About this exercise – Show only those lines of the entries where the string "draw" is found.

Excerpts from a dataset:
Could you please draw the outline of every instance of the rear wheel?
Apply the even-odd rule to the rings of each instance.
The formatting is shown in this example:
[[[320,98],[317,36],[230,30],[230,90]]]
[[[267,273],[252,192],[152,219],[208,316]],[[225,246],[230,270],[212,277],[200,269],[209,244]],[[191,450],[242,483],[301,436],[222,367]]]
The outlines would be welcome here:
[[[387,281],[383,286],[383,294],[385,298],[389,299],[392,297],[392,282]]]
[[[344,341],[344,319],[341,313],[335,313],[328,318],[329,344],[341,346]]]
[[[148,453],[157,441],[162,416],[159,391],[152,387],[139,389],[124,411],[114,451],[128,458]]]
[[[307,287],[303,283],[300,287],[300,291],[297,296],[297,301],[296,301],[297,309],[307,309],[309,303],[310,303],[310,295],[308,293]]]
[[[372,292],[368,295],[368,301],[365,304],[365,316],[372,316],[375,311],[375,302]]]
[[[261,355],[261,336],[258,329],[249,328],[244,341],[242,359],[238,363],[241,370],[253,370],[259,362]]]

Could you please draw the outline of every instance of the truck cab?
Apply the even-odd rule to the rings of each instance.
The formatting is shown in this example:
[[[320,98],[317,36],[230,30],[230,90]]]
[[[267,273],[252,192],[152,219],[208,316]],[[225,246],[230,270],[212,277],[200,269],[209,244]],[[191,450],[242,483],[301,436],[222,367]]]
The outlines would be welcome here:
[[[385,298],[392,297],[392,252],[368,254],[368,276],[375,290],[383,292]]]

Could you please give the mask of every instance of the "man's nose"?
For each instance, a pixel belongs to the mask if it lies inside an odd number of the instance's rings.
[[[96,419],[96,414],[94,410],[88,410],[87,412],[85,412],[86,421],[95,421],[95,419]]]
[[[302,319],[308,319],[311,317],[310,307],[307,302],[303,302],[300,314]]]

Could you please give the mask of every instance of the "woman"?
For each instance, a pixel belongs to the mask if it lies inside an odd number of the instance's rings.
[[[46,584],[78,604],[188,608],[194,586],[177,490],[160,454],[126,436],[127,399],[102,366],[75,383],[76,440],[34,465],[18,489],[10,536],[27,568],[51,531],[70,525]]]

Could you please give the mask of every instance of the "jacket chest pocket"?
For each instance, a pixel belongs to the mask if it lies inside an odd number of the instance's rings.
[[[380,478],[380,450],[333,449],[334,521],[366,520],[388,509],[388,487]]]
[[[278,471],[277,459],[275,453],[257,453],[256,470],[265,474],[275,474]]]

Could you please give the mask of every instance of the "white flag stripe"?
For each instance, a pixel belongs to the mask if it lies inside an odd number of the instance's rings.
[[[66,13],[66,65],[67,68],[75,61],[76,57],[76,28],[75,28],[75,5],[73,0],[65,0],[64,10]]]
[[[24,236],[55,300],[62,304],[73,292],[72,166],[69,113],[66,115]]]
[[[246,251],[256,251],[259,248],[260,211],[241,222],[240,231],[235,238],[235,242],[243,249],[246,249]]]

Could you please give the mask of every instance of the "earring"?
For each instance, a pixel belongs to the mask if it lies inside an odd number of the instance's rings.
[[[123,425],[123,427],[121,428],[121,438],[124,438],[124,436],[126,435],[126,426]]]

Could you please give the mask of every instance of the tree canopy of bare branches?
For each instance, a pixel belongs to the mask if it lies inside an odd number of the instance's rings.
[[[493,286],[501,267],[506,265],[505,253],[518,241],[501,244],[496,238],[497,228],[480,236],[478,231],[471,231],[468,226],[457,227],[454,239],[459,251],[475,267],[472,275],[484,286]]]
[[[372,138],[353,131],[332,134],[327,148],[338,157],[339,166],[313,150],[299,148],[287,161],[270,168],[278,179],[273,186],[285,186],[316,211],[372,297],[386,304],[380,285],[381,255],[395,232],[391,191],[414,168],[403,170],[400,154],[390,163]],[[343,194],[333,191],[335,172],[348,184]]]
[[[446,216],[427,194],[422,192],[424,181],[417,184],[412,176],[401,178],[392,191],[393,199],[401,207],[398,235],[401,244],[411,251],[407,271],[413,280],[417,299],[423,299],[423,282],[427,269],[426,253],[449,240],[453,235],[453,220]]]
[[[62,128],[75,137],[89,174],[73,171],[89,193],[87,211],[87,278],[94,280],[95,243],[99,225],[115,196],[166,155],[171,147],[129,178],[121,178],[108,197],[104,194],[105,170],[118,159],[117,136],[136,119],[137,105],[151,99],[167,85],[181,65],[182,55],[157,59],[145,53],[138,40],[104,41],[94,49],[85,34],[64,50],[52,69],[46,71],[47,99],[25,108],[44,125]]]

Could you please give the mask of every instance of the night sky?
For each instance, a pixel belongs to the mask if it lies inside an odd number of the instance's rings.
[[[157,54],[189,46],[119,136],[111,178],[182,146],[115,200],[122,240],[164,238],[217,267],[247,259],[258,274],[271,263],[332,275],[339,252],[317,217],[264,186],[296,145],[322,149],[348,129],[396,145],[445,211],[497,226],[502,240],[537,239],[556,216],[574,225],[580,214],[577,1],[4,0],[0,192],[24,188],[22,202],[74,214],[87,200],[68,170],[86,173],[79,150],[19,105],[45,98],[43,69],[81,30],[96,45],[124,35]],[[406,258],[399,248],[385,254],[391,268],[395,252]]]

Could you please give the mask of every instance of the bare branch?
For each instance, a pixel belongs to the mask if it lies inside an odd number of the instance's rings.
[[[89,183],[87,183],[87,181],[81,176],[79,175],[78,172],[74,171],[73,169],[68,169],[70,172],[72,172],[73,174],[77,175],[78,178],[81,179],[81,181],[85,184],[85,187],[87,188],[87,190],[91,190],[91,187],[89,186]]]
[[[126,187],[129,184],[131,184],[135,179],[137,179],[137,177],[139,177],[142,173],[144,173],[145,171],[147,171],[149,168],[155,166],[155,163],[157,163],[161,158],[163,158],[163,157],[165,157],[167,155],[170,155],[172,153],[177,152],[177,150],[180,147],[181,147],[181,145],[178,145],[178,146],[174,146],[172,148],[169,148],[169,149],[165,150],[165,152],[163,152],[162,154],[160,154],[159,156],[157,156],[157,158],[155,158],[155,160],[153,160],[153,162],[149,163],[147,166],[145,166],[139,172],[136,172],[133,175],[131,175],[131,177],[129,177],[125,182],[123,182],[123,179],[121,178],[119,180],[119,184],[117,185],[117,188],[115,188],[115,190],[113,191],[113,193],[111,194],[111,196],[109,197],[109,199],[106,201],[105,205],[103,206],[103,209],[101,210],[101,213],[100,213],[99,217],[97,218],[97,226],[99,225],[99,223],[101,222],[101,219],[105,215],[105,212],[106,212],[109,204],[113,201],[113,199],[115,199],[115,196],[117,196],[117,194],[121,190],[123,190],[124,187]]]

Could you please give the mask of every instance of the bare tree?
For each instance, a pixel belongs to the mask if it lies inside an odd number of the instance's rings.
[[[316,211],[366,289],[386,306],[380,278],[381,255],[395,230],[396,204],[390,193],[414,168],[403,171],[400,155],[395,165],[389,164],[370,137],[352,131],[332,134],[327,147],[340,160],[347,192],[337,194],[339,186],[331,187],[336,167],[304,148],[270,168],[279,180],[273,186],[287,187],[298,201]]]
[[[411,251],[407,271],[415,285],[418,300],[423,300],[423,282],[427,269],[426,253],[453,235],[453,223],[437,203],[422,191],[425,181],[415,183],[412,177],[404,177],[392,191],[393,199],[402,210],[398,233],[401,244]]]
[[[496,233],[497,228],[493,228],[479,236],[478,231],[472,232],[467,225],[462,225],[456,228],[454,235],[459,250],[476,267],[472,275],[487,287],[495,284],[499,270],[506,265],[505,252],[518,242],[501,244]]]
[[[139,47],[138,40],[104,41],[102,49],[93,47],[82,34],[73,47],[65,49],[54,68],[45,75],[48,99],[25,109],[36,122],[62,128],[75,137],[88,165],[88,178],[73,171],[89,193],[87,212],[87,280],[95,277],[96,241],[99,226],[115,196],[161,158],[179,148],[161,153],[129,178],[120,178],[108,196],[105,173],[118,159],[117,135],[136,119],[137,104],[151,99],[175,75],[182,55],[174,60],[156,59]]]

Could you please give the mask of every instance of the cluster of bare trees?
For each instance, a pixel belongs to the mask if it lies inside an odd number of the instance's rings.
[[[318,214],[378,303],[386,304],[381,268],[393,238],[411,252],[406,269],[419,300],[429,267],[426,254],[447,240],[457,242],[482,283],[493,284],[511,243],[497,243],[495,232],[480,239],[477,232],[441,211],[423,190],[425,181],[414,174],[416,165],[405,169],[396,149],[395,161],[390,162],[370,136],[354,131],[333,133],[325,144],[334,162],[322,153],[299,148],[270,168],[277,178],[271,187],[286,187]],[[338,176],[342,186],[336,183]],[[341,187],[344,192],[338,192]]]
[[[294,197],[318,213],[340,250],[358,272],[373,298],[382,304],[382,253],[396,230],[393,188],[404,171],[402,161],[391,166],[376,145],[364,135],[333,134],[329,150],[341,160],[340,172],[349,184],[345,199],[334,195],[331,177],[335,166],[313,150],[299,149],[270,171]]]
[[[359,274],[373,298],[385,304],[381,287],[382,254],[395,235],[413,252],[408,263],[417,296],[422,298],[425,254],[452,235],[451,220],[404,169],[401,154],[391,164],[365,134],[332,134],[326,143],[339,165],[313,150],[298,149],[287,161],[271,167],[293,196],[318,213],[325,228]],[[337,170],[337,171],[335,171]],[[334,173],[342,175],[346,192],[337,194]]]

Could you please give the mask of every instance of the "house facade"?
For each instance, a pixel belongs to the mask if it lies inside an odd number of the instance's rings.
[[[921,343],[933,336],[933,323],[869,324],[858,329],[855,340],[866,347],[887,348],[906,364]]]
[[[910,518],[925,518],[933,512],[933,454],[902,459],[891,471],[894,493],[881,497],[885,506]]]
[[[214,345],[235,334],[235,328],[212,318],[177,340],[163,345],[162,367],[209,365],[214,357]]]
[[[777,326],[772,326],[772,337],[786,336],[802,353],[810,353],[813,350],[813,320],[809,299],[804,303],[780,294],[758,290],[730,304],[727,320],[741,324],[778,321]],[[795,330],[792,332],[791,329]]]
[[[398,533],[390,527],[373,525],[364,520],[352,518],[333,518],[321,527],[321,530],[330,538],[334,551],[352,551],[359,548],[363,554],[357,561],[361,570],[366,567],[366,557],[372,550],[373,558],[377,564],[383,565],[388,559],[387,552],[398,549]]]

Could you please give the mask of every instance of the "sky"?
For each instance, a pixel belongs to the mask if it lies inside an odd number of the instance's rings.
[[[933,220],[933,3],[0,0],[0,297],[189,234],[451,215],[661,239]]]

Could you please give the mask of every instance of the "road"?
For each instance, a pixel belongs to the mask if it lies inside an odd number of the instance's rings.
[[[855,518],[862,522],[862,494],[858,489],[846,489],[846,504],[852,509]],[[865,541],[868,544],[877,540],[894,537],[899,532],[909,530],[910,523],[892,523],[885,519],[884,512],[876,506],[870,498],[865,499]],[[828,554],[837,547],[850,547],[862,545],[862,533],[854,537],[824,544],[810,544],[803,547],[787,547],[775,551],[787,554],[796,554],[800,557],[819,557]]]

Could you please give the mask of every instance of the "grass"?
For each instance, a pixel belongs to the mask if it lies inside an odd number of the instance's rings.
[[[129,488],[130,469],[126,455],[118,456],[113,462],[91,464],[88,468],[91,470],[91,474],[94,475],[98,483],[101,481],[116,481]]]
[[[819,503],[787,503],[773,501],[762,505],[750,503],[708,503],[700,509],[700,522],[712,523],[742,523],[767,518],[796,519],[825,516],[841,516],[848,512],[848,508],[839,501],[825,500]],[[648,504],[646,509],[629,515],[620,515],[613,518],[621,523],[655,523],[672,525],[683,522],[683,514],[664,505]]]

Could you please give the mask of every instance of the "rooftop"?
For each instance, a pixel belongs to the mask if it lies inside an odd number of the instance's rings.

Exercise result –
Could you please draw the outline of every instance of the rear wheel?
Could you please draw the outline of every instance of the truck cab?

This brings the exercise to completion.